# Exercise requirements
For each line below that contains the string "paper", copy that line.

----- Data shown -----

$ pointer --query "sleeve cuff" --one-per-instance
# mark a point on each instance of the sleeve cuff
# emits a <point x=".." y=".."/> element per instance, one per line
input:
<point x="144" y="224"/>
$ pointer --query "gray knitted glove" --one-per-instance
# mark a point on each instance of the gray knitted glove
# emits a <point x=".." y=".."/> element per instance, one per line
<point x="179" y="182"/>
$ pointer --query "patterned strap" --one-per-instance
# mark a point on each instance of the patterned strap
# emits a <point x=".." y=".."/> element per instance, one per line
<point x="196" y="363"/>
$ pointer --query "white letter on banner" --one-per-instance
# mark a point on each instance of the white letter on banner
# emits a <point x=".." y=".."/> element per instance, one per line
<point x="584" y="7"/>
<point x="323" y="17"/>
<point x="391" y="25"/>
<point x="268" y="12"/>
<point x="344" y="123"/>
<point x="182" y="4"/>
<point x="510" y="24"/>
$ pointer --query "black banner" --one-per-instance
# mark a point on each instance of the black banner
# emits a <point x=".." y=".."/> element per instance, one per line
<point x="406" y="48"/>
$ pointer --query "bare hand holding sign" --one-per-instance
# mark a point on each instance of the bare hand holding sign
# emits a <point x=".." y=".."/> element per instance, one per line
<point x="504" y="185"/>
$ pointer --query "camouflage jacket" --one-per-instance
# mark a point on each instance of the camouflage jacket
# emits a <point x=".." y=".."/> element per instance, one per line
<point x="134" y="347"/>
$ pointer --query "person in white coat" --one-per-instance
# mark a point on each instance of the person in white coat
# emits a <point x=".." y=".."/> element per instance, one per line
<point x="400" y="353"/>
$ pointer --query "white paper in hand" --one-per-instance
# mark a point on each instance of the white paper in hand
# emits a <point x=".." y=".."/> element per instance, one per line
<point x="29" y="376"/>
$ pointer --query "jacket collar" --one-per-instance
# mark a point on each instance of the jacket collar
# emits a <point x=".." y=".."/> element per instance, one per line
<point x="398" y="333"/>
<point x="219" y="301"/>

-----

# Exercise result
$ pointer --query "white paper in hand" --one-per-instance
# mark a point on each instance of the white paper in hand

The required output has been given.